• [Records to process]
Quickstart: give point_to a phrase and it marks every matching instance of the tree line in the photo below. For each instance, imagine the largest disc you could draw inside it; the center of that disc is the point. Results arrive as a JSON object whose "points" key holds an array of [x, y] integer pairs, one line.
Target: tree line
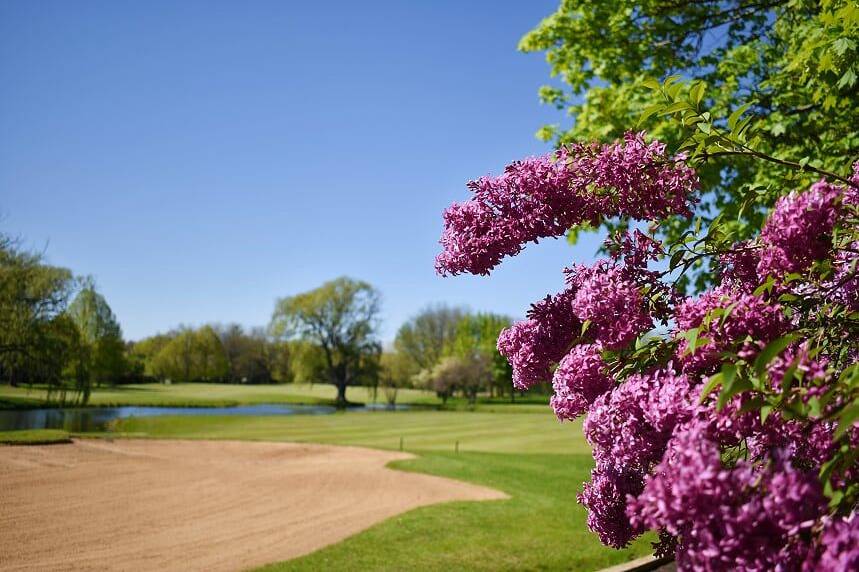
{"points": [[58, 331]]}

...

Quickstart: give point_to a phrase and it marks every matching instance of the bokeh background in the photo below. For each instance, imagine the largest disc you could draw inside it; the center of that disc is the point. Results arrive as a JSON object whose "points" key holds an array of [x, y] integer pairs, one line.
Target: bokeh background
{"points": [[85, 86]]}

==

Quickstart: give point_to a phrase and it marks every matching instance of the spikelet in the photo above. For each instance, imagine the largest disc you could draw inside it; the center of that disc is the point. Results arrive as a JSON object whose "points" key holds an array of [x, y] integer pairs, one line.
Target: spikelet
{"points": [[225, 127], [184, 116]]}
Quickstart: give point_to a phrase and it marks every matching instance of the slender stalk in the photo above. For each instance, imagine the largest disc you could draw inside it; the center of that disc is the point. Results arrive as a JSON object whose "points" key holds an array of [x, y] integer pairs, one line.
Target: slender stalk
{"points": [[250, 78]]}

• [Exercise directions] Each line of the entries where the string "could" occurs should be shown.

• [Output for this exercise]
Quickstart: give point_to a phrase and it marks every matching instance of the tree line in the photo below. For each instance, imagine the largest disc you could draw inside it; the center of that disc is the point. Results arrive as a JSON object whose "points" key holds an array of [x, y] integer pairs, one line.
Quickstart: give point_to a phrase and it marks every matching instance of the bokeh background in the photo below. For each instance, imagine the largest disc you could draw inside it; the center of that disc is the point. Results arrive as a JSON object whose "points" key holds an array of [x, y] integer pairs, one line.
Quickstart: give point_to a phrase and it marks every matching instance of the spikelet in the photo above. For each instance, imagine the largest disc you could draw inside it; the center of that disc is the point. Results arrive as a JSON object whose "points" key holds an array of [x, y] integer pairs, one line.
Quickstart: give point_to a phrase and it marks every matching instance of the slender stalk in the photo above. For each instance, imagine the largest disc you could draw inside it; the center of that disc is the point. Results arrive as a JSON object whose "points" key holds an array of [x, y] integer pairs, one line.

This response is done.